STUDY MATERIAL:
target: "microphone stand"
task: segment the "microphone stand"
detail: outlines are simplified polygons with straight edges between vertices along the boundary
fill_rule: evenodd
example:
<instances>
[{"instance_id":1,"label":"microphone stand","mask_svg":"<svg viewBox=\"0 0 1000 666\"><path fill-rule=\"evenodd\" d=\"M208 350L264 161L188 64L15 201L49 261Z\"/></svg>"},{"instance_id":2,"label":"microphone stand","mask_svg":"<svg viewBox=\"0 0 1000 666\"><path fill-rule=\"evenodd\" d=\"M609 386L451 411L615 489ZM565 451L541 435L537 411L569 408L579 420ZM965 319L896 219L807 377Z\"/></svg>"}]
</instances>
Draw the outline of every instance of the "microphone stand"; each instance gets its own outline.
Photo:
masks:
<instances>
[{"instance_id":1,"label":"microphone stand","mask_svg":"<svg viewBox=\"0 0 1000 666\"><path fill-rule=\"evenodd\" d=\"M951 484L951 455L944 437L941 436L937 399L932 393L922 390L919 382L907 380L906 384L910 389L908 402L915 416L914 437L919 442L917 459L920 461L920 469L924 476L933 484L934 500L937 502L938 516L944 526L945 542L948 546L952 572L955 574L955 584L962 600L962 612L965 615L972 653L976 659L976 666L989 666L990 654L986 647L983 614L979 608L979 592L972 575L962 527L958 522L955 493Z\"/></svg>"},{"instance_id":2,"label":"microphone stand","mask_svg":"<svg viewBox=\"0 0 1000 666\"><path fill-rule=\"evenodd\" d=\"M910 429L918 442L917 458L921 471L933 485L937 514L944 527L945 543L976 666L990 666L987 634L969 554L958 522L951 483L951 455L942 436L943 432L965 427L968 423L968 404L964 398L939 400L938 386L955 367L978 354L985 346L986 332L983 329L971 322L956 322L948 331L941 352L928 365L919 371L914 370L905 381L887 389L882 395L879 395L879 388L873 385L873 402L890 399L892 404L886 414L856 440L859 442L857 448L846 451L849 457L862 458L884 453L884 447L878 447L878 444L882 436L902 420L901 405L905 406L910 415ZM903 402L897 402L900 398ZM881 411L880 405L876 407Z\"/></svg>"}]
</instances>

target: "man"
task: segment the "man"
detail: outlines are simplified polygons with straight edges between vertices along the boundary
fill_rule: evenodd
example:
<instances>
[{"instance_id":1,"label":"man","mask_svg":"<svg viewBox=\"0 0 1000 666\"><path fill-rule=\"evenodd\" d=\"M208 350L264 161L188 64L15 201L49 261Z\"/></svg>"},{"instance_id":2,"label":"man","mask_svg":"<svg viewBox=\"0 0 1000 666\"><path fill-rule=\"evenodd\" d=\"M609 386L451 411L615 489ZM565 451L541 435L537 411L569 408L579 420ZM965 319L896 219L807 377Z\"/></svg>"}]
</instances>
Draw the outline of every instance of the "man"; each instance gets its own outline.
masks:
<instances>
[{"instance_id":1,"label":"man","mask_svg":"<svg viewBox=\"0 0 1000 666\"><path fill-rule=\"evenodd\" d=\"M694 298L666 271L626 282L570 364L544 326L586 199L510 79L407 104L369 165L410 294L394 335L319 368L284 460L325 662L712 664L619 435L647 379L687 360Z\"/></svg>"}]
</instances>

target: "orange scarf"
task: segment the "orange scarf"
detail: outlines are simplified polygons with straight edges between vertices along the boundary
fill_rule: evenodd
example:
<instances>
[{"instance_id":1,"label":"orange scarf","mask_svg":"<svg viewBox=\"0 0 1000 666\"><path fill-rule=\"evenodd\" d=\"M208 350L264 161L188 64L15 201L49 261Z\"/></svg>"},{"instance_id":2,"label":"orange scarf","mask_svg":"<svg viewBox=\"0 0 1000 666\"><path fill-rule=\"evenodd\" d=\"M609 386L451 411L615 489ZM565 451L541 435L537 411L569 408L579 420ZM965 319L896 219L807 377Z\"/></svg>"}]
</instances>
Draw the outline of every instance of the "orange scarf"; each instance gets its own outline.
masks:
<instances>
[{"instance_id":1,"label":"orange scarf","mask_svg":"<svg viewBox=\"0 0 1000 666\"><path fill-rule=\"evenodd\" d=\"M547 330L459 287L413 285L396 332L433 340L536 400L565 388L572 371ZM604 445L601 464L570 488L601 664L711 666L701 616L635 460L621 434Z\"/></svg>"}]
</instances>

TASK TO COMPLETE: Show the lines of the records above that mention "Draw".

REPLY TO THE TASK:
Draw the outline of every instance of the "microphone stand"; each instance gets its own outline.
Draw the outline of every instance of the "man"; each instance gets its own outline.
Draw the outline of every instance of the "orange scarf"; each instance gets its own outline.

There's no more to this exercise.